═══ SUPPLIED DATA

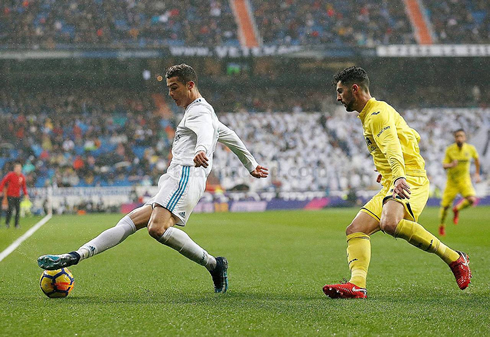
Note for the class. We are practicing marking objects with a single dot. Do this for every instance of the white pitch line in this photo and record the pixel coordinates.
(24, 237)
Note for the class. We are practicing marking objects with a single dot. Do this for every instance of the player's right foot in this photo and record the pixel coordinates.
(344, 290)
(220, 275)
(461, 270)
(52, 262)
(455, 216)
(442, 230)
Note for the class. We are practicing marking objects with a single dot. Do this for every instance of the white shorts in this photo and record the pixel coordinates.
(179, 191)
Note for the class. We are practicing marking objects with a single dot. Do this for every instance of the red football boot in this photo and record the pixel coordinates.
(344, 290)
(442, 230)
(461, 270)
(456, 215)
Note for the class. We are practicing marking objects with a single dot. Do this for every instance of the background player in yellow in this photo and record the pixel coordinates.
(457, 163)
(396, 208)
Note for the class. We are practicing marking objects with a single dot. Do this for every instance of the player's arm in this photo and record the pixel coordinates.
(385, 135)
(201, 123)
(477, 166)
(230, 139)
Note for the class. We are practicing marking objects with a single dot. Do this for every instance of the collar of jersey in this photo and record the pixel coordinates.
(197, 100)
(366, 108)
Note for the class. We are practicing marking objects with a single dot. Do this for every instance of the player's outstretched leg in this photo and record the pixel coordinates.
(418, 236)
(461, 270)
(358, 258)
(107, 239)
(181, 242)
(220, 275)
(52, 262)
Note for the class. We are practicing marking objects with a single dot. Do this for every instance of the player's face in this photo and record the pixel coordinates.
(179, 91)
(345, 96)
(460, 138)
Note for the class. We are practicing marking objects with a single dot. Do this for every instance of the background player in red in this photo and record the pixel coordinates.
(14, 180)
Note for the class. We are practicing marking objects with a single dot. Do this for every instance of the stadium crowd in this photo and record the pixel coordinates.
(459, 21)
(111, 23)
(87, 138)
(42, 24)
(351, 23)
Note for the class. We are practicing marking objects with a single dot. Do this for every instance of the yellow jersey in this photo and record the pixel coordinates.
(392, 143)
(463, 155)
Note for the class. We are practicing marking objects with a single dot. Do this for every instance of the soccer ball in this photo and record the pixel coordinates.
(57, 283)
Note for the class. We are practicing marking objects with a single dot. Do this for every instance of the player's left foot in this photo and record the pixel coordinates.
(461, 270)
(442, 230)
(220, 275)
(52, 262)
(456, 215)
(344, 290)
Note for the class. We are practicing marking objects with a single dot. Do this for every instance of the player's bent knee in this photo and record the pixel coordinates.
(388, 226)
(157, 228)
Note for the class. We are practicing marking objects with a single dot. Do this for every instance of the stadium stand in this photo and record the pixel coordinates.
(460, 21)
(110, 23)
(352, 23)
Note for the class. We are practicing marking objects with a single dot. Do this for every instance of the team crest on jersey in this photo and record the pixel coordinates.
(370, 145)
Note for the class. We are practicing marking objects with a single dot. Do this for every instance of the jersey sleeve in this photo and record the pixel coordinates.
(385, 135)
(230, 139)
(201, 123)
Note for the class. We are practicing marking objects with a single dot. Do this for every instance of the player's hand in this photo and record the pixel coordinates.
(260, 172)
(201, 160)
(401, 189)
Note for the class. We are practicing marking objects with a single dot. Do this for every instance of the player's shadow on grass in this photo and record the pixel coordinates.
(196, 297)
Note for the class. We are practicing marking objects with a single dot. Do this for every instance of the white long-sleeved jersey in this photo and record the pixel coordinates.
(199, 130)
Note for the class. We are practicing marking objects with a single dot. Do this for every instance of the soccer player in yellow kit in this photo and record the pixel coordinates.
(396, 208)
(457, 163)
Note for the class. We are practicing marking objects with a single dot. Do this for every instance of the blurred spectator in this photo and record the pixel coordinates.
(48, 24)
(460, 21)
(352, 23)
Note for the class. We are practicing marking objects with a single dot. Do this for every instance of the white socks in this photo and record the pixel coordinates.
(108, 239)
(181, 242)
(173, 237)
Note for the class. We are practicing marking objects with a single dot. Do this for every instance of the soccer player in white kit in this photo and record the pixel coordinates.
(180, 188)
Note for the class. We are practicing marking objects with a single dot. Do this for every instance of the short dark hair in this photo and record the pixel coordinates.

══════

* TASK GOAL
Reproduce every line above as written, skipping pictures.

* SOLVED PROBLEM
Note for the class. We are practicing marking objects with a single dot. Do this for every instance of the white pitch line in this photo and record the pixel coordinates.
(24, 237)
Note for the class. We are practicing marking objects with a single dot. Do this for every instance of the player's right foot in this photo and record the pixel coordinates.
(344, 290)
(220, 275)
(461, 270)
(52, 262)
(455, 216)
(442, 230)
Note for the class. We are practicing marking objects with a single dot. Do this for every instance of the white shorts in this photo and record the pixel coordinates.
(179, 191)
Note for the class. We are practicing marking objects with a single dot. Do this for every instance of the red football boot in this photo and record the pixel coordinates.
(344, 290)
(442, 230)
(461, 270)
(456, 215)
Note for the class. We are practicing marking objects with a single dot. Do this for every instance of the background player in yellow in this photo and record the pixel coordinates.
(457, 163)
(396, 208)
Note for the class. We are practicing marking objects with a single dot. Do this for every instance of the player's arm in this photo and record the pixel coordinates.
(385, 135)
(201, 123)
(477, 166)
(230, 139)
Note for the class. We are practicing marking objects with a single dot. Do this for every instance of the collar of jersey in this photo and record the pixel coordinates.
(197, 100)
(366, 108)
Note for the class. We are practicing marking objects with a single dot. Do this for every instance of the player's outstretched leg in this photo and record the pixel coordinates.
(418, 236)
(461, 270)
(358, 258)
(107, 239)
(181, 242)
(220, 275)
(52, 262)
Note for the class. We are practicing marking objects with a single dot. Do this for every instance of the player's face in this photo and record the pixel coordinates.
(179, 91)
(345, 96)
(460, 138)
Note for the class. We are practicing marking objects with a single dot. Do this for every instance of the background player in red in this photo and record the pixel coordinates.
(14, 180)
Note for the class. We are practicing marking objects with a single dot. Do this for every instance of the stadium crowd in this photo and record the pixel coordinates.
(459, 21)
(111, 23)
(87, 138)
(42, 24)
(351, 23)
Note for the class. We are practicing marking objects with a single dot. Do this for every instance of the yellow jersey in this photo and record the pixel coordinates.
(392, 143)
(463, 155)
Note for the class. We are practicing marking objects with a single dot. Do this for every instance of the soccer ball in this photo and record the pixel coordinates.
(57, 283)
Note for the class. We are practicing marking objects with a single dot. Do this for every instance of the player's left foot in this photo and record the pixel coordinates.
(461, 270)
(442, 230)
(220, 275)
(52, 262)
(456, 215)
(344, 290)
Note for the class. We are practicing marking objects with a single dot. Do this for every instance of the player's bent knee in this photo and record the pixel coordinates.
(388, 226)
(157, 228)
Note for the class. We are practicing marking objects with a single dot. Do this for every instance of the stadium stand in this photo and record the pixel coordinates.
(460, 21)
(110, 23)
(352, 23)
Note for the class. We are practicing marking objects with a single dot. Do this for every instance of the team crest on jersey in this photo and record the pixel coordinates.
(370, 145)
Note for the class. We are practicing marking objects with a single dot. Do this for every instance of the jersey sleeve in this photo and record the pixel coordinates.
(385, 135)
(230, 139)
(201, 123)
Note for the class. We are practicing marking objects with a single dot. Do this for every instance of the player's hand in this photo and record the pixel coordinates.
(260, 172)
(201, 160)
(401, 189)
Note for the class. We are practicing marking objects with a single dot. Do this for every instance of the player's shadow on grass in this photo and record the pixel coordinates.
(196, 297)
Note for the class. We are practicing marking objects with a single dot. Do this for every instance of the white long-sleeved jersey in this photo and record the pixel coordinates.
(199, 130)
Note for the class. We are practicing marking objects with a single dot. Do this for every instance of the soccer player in yellow kit in this photo and record the pixel coordinates.
(396, 208)
(457, 163)
Note for the class. We are practicing marking objects with a single dot. Do this for every instance of the blurred spectator in this photo and record the pixel coordinates.
(48, 24)
(460, 21)
(352, 23)
Note for the class. We are practicing marking objects with a single dot. Do this for every instance of the white socks in this photo and record the pixel coordinates.
(108, 239)
(181, 242)
(173, 237)
Note for the class. We are practicing marking objects with a single dot. Do this for every instance of the soccer player in white kit in this photo and record the pixel coordinates.
(180, 188)
Note for the class. We are practicing marking objects with a single dot. Do this for every instance of the short dark hair in this photo and record the pixel coordinates.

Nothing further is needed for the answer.